FASHION WEEK : SUR LE PIED DE GUERRE OU D'AMOUR

 

La phase haute couture de la première semaine de la mode parisienne 100% numérique s'est close mercredi. Echo des propositions de Franck Sorbier et Bouchra Jarrar.

Photo Marcel Hartmann

Photo Marcel Hartmann

Publié dans Libération

Vu la créativité étincelante de John Galliano chez Maison Margiela, le rendez-vous était stabiloté par tout observateur de la mode qui se respecte : mercredi, 10 heures. Las, le clip qu’on a vu dure 47 secondes, à peine une mise en bouche d’un film qui sera révélé… le 16 juillet. Comme il est réalisé par le photographe-vidéaste britannique Nick Knight, sorcier ès 3D et nouvelles technologies, et qu’il a pour protagoniste le saisissant mannequin allemand Leon Dame (silhouette voûtée qui avance en se tordant et comme en colère, avec un regard de psychopathe), on restabilote.

▶ **DONNÉES ENREGISTRÉES**
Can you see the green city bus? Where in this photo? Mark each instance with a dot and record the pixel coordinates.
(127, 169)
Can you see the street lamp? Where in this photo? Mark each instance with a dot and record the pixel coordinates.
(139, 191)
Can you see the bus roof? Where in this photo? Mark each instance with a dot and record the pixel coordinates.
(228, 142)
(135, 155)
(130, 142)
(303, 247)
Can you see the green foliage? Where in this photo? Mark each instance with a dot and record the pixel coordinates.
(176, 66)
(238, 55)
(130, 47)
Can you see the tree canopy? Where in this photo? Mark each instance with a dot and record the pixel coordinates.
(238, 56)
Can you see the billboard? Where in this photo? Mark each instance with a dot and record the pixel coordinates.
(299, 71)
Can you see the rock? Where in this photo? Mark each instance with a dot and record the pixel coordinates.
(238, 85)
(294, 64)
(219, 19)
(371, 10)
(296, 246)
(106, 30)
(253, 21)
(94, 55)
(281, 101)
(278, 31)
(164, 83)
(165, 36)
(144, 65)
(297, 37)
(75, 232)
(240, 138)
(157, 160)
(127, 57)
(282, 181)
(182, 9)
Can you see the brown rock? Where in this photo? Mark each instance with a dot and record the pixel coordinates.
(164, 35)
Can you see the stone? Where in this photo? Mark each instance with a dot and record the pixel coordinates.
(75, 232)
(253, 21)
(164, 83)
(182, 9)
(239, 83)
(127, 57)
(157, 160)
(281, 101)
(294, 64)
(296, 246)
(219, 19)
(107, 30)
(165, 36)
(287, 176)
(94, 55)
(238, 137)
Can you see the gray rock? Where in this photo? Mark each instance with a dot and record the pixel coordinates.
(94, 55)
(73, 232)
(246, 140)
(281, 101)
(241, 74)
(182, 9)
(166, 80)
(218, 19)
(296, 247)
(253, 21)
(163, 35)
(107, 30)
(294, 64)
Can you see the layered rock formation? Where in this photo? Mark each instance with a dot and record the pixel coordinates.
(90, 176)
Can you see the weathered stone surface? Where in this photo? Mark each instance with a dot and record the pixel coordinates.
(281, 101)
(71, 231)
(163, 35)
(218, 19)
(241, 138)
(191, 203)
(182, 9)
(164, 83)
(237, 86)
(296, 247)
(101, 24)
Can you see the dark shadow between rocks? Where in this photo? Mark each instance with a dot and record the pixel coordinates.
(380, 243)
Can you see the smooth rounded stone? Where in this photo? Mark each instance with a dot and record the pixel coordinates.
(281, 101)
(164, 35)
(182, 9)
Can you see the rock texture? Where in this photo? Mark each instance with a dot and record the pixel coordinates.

▶ **CONSIGNE 1**
Recopiez fidèlement le passage de l'extrait sur la Fashion Week, en commençant par « FASHION WEEK : SUR » et en allant jusqu'à « et Bouchra Jarrar. ».
▶ **CONSIGNE 2**
Reprenez la rédaction de l'extrait sur la Fashion Week à la suite de sa dernière phrase.

▶ **VOTRE RÉPONSE 1**
FASHION WEEK : SUR LE PIED DE GUERRE OU D'AMOUR

 

La phase haute couture de la première semaine de la mode parisienne 100% numérique s'est close mercredi. Echo des propositions de Franck Sorbier et Bouchra Jarrar.

▶ **VOTRE RÉPONSE 2**
Sinon, on retiendra de ce mercredi deux propositions aux antipodes, quoique toutes les deux en noir et blanc. Franck Sorbier, adepte du théâtral, fait dans le littéral : intitulée Il medico della peste («le médecin de la peste»), sa vidéo met en scène le duel entre le Covid-19 et la science, incarnés par une femme inquiétante, blafarde, cernée et à la chevelure déployée en forme de sphère, et un homme à masque-bec (protection qu’arboraient les médecins au temps de la peste). Une belle jeune fille apeurée (l’humanité ?) en châle pourpre que poursuit un cheval noir au galop vient tambouriner à la porte du musée (des Arts et Métiers) où ils s’affrontent…La collection elle-même n’est pas révélée dans ce prélude censément cathartique, qui a le mérite de ne pas faire comme si de rien n’était.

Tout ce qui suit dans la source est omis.